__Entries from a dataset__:
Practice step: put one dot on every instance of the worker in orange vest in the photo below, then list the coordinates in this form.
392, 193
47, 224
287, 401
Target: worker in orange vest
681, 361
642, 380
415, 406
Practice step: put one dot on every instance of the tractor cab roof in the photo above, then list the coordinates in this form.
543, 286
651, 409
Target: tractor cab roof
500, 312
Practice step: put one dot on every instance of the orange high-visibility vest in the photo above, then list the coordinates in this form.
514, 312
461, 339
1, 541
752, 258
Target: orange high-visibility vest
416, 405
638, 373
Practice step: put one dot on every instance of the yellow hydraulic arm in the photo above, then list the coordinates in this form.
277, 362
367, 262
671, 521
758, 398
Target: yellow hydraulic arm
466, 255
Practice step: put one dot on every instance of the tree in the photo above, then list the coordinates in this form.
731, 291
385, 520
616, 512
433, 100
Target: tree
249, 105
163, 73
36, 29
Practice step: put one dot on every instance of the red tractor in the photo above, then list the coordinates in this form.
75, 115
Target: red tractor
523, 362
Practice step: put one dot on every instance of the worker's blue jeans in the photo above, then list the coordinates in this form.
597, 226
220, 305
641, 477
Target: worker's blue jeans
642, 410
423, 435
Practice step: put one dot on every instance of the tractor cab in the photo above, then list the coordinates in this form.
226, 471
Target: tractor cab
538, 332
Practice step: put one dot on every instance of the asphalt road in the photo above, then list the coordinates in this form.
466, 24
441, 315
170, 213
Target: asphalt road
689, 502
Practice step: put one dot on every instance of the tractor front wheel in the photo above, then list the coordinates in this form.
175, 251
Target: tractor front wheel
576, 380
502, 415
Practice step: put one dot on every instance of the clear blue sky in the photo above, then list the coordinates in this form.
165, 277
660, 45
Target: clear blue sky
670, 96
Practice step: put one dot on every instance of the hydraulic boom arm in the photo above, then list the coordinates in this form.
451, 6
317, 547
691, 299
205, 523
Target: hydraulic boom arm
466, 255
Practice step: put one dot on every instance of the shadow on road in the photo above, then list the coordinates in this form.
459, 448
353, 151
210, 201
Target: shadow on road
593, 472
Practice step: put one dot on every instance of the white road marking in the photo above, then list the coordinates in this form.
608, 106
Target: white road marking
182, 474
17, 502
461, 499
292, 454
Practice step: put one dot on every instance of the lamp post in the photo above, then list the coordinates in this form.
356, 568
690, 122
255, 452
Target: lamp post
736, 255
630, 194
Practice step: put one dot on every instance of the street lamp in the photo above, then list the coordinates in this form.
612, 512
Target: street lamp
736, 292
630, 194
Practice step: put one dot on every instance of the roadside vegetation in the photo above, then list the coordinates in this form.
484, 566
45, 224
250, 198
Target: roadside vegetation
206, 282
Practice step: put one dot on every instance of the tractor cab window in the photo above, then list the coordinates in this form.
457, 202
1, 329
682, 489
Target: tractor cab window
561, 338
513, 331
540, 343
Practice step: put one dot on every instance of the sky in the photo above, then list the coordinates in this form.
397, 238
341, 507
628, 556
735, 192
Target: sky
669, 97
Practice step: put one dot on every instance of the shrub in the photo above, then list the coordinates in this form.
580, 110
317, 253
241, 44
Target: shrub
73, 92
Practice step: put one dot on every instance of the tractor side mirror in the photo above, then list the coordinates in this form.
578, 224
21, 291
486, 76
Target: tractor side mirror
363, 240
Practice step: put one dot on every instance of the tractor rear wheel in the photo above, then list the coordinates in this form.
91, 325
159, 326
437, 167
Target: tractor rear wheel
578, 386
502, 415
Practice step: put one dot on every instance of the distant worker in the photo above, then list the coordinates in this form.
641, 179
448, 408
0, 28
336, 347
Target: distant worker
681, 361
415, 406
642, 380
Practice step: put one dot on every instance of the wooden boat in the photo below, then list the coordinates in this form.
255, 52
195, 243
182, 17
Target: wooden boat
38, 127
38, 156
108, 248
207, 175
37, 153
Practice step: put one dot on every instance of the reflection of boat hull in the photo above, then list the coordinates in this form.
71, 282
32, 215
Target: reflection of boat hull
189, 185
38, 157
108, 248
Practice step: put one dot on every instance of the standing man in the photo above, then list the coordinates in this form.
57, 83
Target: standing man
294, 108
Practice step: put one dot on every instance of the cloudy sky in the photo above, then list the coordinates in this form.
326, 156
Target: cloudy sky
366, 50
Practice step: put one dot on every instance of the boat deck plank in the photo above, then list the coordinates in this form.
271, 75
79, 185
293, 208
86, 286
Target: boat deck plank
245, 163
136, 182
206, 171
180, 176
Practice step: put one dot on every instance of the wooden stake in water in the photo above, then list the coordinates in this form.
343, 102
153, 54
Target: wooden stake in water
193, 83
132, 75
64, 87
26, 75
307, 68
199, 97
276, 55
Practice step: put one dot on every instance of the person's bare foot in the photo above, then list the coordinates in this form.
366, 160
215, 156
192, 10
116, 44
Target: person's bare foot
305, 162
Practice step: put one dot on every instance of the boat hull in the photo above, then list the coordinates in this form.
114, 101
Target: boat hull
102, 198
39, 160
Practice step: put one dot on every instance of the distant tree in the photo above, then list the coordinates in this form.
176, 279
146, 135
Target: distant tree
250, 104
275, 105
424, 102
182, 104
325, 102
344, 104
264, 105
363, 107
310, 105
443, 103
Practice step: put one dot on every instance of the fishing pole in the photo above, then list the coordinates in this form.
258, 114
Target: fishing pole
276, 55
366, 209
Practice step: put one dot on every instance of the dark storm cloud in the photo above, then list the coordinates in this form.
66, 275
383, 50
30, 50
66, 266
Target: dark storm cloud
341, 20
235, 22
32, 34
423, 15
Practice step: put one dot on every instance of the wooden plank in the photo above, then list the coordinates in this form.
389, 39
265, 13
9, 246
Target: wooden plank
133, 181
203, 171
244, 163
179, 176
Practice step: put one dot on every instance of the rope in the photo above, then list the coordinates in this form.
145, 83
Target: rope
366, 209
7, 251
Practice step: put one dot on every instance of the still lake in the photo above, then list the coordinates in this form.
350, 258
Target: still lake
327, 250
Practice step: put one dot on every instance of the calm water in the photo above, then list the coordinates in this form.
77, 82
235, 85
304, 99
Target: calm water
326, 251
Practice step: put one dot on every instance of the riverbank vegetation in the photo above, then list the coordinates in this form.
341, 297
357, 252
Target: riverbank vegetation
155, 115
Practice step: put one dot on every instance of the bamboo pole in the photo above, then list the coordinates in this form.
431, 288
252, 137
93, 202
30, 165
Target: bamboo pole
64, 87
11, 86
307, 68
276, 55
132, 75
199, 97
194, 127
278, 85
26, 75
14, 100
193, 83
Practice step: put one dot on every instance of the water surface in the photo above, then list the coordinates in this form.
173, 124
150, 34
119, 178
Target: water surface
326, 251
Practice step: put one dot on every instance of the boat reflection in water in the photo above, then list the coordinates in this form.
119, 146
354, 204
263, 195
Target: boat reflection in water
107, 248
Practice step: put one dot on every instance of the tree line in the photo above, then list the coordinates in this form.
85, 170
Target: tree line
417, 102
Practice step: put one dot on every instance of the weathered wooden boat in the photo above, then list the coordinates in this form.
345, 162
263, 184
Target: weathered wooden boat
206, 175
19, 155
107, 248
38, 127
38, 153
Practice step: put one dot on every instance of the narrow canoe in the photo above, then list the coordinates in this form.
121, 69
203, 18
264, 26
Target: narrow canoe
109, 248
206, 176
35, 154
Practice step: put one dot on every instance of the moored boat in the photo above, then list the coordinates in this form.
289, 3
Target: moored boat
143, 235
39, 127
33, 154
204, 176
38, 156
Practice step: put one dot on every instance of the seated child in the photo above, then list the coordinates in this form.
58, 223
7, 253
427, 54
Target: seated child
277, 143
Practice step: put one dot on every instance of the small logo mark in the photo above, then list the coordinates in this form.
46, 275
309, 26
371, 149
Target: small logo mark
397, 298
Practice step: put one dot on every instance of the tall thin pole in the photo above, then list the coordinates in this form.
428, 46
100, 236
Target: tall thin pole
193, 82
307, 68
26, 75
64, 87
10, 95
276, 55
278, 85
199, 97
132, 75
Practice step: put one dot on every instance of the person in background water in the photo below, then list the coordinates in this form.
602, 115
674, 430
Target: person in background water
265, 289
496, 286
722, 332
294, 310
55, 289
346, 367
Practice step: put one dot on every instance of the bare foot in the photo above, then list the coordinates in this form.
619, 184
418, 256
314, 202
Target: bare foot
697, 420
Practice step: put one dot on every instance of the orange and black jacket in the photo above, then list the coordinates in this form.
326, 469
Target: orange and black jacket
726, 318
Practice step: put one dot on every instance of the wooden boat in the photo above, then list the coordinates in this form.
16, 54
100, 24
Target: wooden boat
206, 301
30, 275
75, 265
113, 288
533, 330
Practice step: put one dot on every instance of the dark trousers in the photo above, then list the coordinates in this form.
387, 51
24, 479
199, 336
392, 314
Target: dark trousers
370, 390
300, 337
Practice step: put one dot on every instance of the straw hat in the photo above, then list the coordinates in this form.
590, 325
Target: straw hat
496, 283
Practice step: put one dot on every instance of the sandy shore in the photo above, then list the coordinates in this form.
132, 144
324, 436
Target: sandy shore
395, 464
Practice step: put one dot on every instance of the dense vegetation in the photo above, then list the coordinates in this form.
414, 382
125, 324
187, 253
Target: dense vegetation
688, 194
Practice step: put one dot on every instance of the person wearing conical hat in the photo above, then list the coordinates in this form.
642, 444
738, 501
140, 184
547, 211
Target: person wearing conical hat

__What you have to do__:
Reproduce the lines running from the one containing "the person wearing" through the end of the records, swapping "conical hat" for "wide-brimmed hat" and leaving everything else unchanged.

__Reply to the task__:
Practice step: put one dot on every instance of the person wearing wide-brimmed hat in the photo above, then list the coordinates in this form.
642, 444
738, 501
140, 184
547, 211
Target: person wearing wide-brimmed hat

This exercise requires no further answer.